Yann Herklotz has added hyperblock scheduling to his verified high-level synthesis (HLS) tool called Vericert, and I’m very pleased that our paper about this work has been accepted to appear at PLDI 2024 this June.
This paper was our “difficult second album”, in the sense that we’d already published a paper about the first version of Vericert in OOPSLA 2021, so we no longer had such a crisp “novelty” story. That is, we were no longer presenting “the first mechanically verified HLS tool”, but rather “a verified HLS tool that generates more efficient hardware designs”. I say “difficult” not because we had particular trouble getting the paper accepted – PLDI 2024 was actually the first venue we tried – but because the amount of work Yann did to add hyperblock scheduling to Vericert was about twice as much as the work he did to produce the entire first version of Vericert!
So what’s hyperblock scheduling all about, and why has it been added to an HLS tool?
As a quick primer: HLS is the process of compiling software (written in C, say) not into assembly language for a general-purpose processor, but into a design (written in Verilog, say) for a fixed-function piece of hardware that behaves like the input software. It’s popular these days because offloading computation to custom hardware accelerators is a great way to improve performance and energy efficiency, but writing those accelerators manually is laborious and error-prone. Better to specify the computation in software and then generate the hardware accelerator automatically via HLS!
Unfortunately, today’s crop of HLS tools are known to be a bit buggy, which makes them ill suited for use in a safety- or security-critical setting. This motivated the development of Vericert v1.0 – the first HLS tool mechanically proven (in Coq) never to produce a Verilog design that behaves differently from the C program it is given.
Although Vericert v1.0 had a solid correctness story, its performance was quite underwhelming compared to that of the existing (unverified) HLS tools. Its main shortcoming was that it failed to exploit the inherently parallel nature of hardware. Instead, it produced hardware that performed just one operation per clock cycle. Essentially, it took the input C program, transformed that C program into a control-flow graph (CFG), and turned that CFG into a state machine, with just one instruction per state.
More concretely, if Vericert v1.0 were given a piece of straight-line C code like this:
c = a * b;
e = c + d;
f = a * d;
g = e * b;
it would produce Verilog that looks (roughly) like this:
initial state = 0;
always @ (posedge clk)
case (state)
0: begin c = a * b; state = 1; end
1: begin e = c + d; state = 2; end
2: begin f = a * d; state = 3; end
3: begin g = e * b; end
endcase
and which would execute over four clock cycles (states) like this:
Now, we’d like to pack more computation into each clock cycle. We could do this really naively by packing everything into a single clock cycle. That would produce Verilog that looks (roughly) like this:
initial state = 0;
always @ (posedge clk)
case (state)
0: begin c = a * b;
e = c + d;
f = a * d;
g = e * b; end
endcase
and which would execute, in a single clock cycle, like this:
Although our computation now requires fewer clock cycles, our hardware is still not good because its critical path (highlighted in pink above) is too long. That is, the clock frequency would have to be really low in order to allow time for a multiplication, then an addition, and then a second multiplication all to complete within a single cycle.

● ● ●

**EXERCISE DETAILS**
Extend the post on hyperblock scheduling in Vericert with new prose that picks up directly after its final sentence.

**DATA SEGMENT**
● ● ●

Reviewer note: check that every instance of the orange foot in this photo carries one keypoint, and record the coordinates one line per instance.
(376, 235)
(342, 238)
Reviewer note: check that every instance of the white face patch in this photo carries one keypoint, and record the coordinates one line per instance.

● ● ●

**THE ANSWER**
What HLS tools do in practice, then, is (1) fix a desirable target clock frequency, and then (2) try to pack as many operations into each clock cycle as possible, ensuring that no cycle has a critical path that is too long for the target frequency. This is a matter of scheduling, and it might end up producing Verilog that looks (roughly) like this:
initial state = 0;
always @ (posedge clk)
case (state)
0: begin c = a * b;
e = c + d;
f = a * d;
state = 1; end
1: begin g = e * b; end
endcase
and which executes, in two clock cycles, like this:
This design probably offers the best compromise between minimising the number of clock cycles and maximising the clock frequency. And better still, if it can be determined that the value of c is not actually used except to hold the intermediate calculation a*b, then we can use an efficient fused multiply-add operator, like so:
We thus arrive at the first contribution of Vericert v2.0: list scheduling. This is an optimisation that takes each basic block of the C code, and decides how best to chunk it up into clock cycles, taking account of the estimated delay of each operation.
However, existing HLS tools go further than this.
The thing is, list scheduling only deals with straight-line code, like in our example. We’d prefer also to optimise code that has more interesting control flow, such as if-statements, like this:
f = a * d;
if (d > 0)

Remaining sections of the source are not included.